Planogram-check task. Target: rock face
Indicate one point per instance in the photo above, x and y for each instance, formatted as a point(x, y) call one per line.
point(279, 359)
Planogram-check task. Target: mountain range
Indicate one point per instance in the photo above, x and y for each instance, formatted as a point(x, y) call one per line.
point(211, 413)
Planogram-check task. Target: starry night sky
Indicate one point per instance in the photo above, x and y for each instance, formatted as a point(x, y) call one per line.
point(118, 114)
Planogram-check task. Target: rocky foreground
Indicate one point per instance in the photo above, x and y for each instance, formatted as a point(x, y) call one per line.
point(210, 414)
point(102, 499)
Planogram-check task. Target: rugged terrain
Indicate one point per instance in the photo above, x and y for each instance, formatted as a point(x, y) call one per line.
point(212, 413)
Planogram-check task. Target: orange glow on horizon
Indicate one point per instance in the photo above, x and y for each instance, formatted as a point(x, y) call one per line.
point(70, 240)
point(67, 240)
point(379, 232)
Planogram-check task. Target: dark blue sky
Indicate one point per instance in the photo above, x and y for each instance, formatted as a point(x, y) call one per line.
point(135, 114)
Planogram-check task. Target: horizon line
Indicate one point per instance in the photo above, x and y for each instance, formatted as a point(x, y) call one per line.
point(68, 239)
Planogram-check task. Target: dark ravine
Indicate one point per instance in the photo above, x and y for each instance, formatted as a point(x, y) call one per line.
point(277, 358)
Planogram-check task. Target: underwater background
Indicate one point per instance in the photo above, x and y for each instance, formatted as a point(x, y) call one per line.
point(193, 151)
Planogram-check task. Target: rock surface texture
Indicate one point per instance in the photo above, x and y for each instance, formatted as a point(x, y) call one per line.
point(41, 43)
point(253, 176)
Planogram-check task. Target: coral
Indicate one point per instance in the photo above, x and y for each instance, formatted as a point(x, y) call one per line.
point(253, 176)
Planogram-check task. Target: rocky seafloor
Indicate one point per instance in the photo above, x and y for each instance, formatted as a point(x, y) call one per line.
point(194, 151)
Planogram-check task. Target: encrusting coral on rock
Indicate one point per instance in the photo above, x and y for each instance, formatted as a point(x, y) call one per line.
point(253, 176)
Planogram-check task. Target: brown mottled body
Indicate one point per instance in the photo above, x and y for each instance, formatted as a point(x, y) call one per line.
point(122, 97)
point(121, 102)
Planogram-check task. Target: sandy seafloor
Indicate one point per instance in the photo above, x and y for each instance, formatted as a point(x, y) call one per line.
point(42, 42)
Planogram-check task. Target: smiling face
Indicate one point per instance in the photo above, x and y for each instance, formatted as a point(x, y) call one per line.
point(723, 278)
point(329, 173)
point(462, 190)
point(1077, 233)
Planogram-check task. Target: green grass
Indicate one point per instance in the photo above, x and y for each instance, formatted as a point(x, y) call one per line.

**EXERCISE:** Give all of the lines above again, exactly as they are.

**YOUR SOLUTION:**
Planogram-check task. Target: rock face
Indicate one point per instance in the photo above, x and y for each instance, formatted as a point(x, y) call one per line.
point(279, 359)
Planogram-check task. Target: mountain range
Indicate one point per instance in the photo above, x and y for each instance, formatted as a point(x, y) call one per line.
point(211, 413)
Planogram-check task. Target: starry night sky
Indicate one point per instance in the photo above, x and y for each instance, formatted as a point(x, y) call one per line.
point(118, 114)
Planogram-check task. Target: rocky foreground
Indicate one point per instance in the photo above, x and y for each instance, formatted as a point(x, y) call one per line.
point(210, 414)
point(102, 499)
Planogram-check task. Target: rugged terrain
Indicate one point per instance in the photo above, x and y for each instance, formatted as a point(x, y) call one per line.
point(212, 413)
Planogram-check task. Target: orange glow on horizon
Indicate one point per instance in the photo above, x and y for each instance, formatted as a point(x, y) call one per line.
point(70, 240)
point(67, 240)
point(379, 232)
Planogram-check task. Target: dark blue sky
Indicate one point per instance in the photo above, x and y for each instance, formatted as a point(x, y) call one per line.
point(135, 114)
Planogram-check task. Target: horizon line
Indicate one point per instance in the photo above, x and y for each instance, formatted as a point(x, y) call one per line.
point(68, 239)
Planogram-check task. Target: dark ravine
Indicate one point per instance in the photo above, x and y for each instance, formatted as a point(x, y) call one per line.
point(277, 358)
Planogram-check task. Target: underwater background
Indicate one point per instance in the photo above, x and y for each instance, formatted as a point(x, y) call one per line.
point(193, 151)
Planogram-check task. Target: rock surface texture
Indicate one point per instance in the photo above, x and y for each instance, formatted as a point(x, y) call one per line.
point(41, 43)
point(253, 176)
Planogram-check task. Target: coral
Indicate one point per instance in the photo above, x and y for each instance, formatted as a point(x, y) call one per line.
point(253, 176)
Planogram-check task. Target: rocky seafloor
Indicate one point per instance in the photo above, x and y for each instance, formatted as a point(x, y) call one per line.
point(194, 151)
Planogram-check task. Target: encrusting coral on rock
Indicate one point per instance in the photo above, x and y for each instance, formatted as a point(x, y) call one per line.
point(253, 176)
Planogram-check task. Target: brown mottled body
Indicate one point per instance in the photo above, x and y for each instance, formatted as a point(x, y) call one per line.
point(122, 97)
point(121, 102)
Planogram-check task. Target: sandy seafloor
Indicate one point per instance in the photo above, x and y for each instance, formatted as a point(x, y) call one per line.
point(42, 42)
Planogram-check task. Target: smiling face
Indicate one point per instance in the photo above, x and y for each instance, formatted as a point(x, y) call one per line.
point(723, 278)
point(329, 173)
point(462, 190)
point(1077, 233)
Planogram-check task. Target: green grass
Indicate one point per instance in the photo above, x and y for each instance, formatted as a point(x, y) call one per line.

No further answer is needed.